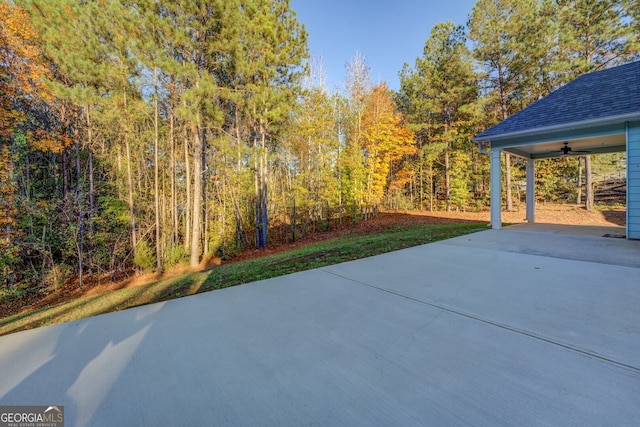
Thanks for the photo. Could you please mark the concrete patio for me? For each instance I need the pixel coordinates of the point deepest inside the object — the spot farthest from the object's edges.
(500, 327)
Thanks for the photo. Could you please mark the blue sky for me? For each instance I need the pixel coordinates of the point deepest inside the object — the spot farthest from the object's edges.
(387, 33)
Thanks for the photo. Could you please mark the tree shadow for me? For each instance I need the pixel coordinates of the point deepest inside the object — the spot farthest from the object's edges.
(74, 364)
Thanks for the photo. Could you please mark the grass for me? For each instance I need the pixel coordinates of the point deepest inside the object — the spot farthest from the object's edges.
(315, 255)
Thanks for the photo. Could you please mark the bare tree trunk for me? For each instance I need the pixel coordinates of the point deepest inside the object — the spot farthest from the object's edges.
(187, 209)
(132, 218)
(588, 199)
(579, 198)
(156, 180)
(81, 225)
(174, 195)
(196, 229)
(91, 192)
(447, 179)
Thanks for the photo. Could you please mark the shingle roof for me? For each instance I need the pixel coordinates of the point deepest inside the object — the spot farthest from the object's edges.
(610, 93)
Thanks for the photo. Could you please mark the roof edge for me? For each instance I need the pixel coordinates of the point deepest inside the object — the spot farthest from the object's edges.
(562, 127)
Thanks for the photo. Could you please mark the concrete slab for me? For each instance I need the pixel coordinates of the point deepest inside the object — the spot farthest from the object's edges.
(459, 332)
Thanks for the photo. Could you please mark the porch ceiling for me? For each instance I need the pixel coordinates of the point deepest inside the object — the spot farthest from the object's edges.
(551, 148)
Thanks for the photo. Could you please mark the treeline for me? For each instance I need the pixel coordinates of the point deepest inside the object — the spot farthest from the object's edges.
(151, 133)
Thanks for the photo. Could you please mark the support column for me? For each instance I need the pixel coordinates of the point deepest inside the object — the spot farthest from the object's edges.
(496, 190)
(531, 191)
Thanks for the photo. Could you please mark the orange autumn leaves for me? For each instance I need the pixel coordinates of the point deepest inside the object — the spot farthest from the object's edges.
(386, 142)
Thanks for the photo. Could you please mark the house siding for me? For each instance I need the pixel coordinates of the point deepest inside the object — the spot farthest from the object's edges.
(633, 180)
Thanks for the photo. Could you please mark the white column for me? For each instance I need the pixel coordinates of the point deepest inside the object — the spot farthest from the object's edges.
(531, 191)
(496, 190)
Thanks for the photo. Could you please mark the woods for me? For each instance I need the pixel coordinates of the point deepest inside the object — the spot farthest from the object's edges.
(146, 134)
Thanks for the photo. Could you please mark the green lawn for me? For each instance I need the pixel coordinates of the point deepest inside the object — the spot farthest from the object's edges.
(316, 255)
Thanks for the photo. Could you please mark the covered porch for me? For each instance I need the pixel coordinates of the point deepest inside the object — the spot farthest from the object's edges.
(594, 114)
(578, 142)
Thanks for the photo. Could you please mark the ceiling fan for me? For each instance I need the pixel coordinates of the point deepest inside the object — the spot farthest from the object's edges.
(566, 150)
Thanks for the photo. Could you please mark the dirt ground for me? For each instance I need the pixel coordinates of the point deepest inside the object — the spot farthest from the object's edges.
(551, 214)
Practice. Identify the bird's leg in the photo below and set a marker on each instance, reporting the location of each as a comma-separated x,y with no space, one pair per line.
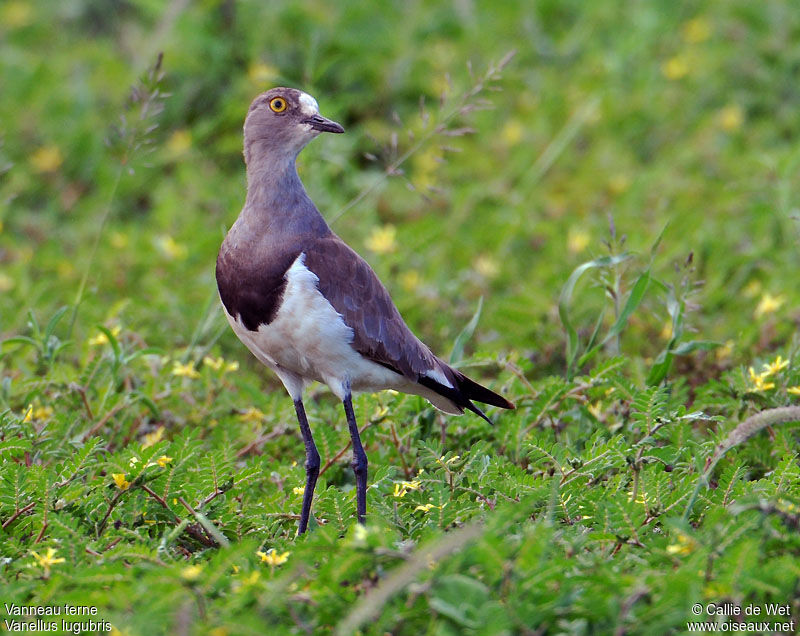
312,465
359,460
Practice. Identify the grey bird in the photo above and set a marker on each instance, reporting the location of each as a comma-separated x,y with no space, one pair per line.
309,307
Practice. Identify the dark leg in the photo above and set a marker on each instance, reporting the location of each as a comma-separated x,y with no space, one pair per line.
312,466
359,460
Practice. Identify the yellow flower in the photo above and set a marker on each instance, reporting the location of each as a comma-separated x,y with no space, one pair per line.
758,381
46,560
731,117
170,248
101,338
163,461
179,142
675,68
119,479
185,370
512,132
724,352
37,413
214,363
577,240
769,304
684,545
360,533
486,266
272,558
696,30
153,438
46,159
6,282
400,489
778,364
252,415
383,240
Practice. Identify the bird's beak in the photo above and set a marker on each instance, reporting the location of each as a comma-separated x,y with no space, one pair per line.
323,124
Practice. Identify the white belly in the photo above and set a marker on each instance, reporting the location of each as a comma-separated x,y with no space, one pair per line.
308,340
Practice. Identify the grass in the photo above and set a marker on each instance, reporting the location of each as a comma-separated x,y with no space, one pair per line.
602,227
● ● ●
= Your task =
Copy the listing exactly but drop its images.

= Answer =
Thanks for the photo. Could you please mark the concrete patio for me? For each instance I need the pixel coordinates of the point deepest inside the object — the spot farthest from the object's edges.
(500, 327)
Thanks for the photo. Could you please mark the blue sky for me? For each instance I need the pixel coordinates of the point deepest inside the object — the spot farthest from the object's edges.
(387, 33)
Thanks for the photo. Could you please mark the tree shadow for me? For each instance I need the pixel coordinates of the point deepest inside the object — the spot farthest from the object's edges.
(74, 364)
Thanks for the photo. Could you please mark the grass for me? For each instance I need the pixel coordinates of the point deepest inside the object — the spot farthest from the object's edges.
(315, 255)
Thanks for the photo. Could you please mark the bare tree trunk for me? For each instance I need the pixel coordinates of the point deepest inside the object — the spot farthest from the object's edges.
(187, 209)
(132, 218)
(588, 199)
(579, 198)
(156, 180)
(81, 225)
(174, 195)
(196, 229)
(91, 192)
(447, 179)
Thanks for the photo. Could you please mark the shingle roof for me? For each instance I need the pixel coordinates of the point deepest inside the object — the spot farthest from the object's edges.
(610, 93)
Thanks for the photo. Could you please mark the roof edge for me? For each instance I need the pixel coordinates of the point deepest inside the object — the spot farthest from the object's edges.
(562, 127)
Thanks for the photo. Could you please mark the concrete slab for me? For each instance I need the pixel coordinates of the point deepest inside the object — the spot farthest from the object's edges.
(459, 332)
Thanks for the photo. Could you please mark the porch ceiling for me? For each instance I need the pixel coordinates of the point deepest inside the object — the spot farthest from the object's edges.
(551, 148)
Thanks for the photo. Could you please mark the treeline for me? For each instance I need the pixel coordinates of the point deepest inside the object — the spot farthest from the object's edges.
(151, 133)
Thanks for the photo. Could you please mark the support column for me? For each instance I need the pixel coordinates of the point deepest inside the object — the spot farthest from the object's edges.
(496, 190)
(531, 191)
Thanks for the photo. Could you please mark the orange autumn leaves for me? For each instance I need the pixel coordinates of the point deepest inside the object — the spot farthest from the object's edges.
(386, 142)
Thanks for the photo. Could you please mark the house siding for me? For each instance I need the pixel coordinates of the point deepest inside the object — the spot farthest from the object's edges.
(633, 180)
Thanks for the photo. Could you please mark the white column for me? For each instance I need the pixel coordinates of the point deepest inside the object — the spot farthest from the object's edges.
(531, 191)
(496, 190)
Thanks for the photo. Could you please mark the woods for me? For each instance I need the pixel coordinates of the point deepest inside the object — the spot farthest from the object's edges.
(146, 134)
Thanks for the photo. Could you please mark the green lawn for me? For each instance I need the pixel coordinates of the point deepest inside the object — the spot farthest from the object's edges.
(316, 255)
Thanks for the photo. Could you please mark the covered porch for me? For each instance I need the pixel coordinates of the point deepest inside the object — the spot farthest from the object's edges.
(594, 114)
(578, 142)
Thanks for the photo. Could you please mark the ceiling fan for me? For each instance I need the pixel coordinates of the point deepest inside the object — the spot farthest from the object's edges.
(566, 150)
Thanks for the photo. Could you please mark the dirt ground for me? For each instance I need the pixel coordinates of the point deepest inside the object — the spot farthest from the object's edges.
(551, 214)
Practice. Identify the bird's leg in the photo below and set a marker on each instance, reporting the location of each as a comma-separated x,y with no space, one pair per line.
312,465
359,460
Practice. Identify the grey bird in the photo above and set a marker on each instance, reporting the location of each as a comma-separated x,y with no space, one pair per line.
309,307
Practice. Identify the dark leg in the photo above and set a marker on each instance, reporting the location of each as a comma-separated x,y with no space, one pair per line.
312,466
359,460
Practice. Identify the yellow flower in the photo above and set a marker on each instance, reporting the location of each as a comma-separated x,y with no space, one pair per line.
758,381
46,560
731,117
170,248
101,338
163,461
179,142
675,68
119,479
185,370
512,132
724,352
37,413
214,363
577,240
769,304
684,545
360,533
486,266
272,558
696,30
153,438
46,159
6,282
400,489
778,364
252,415
383,240
Practice. Identify the bird's beak in the photo above and set a marker on each instance, reporting the location of each as a comma-separated x,y with no space, one pair per line.
323,124
Practice. Identify the white belly in the photo above and set a marker on each instance, reporting the location of each as a comma-separated x,y with no space, one pair per line.
308,340
Practice. Identify the grass in the photo above and set a marker on each instance, reporting the location of each as a comma-separated x,y with no space, one pair per line.
602,227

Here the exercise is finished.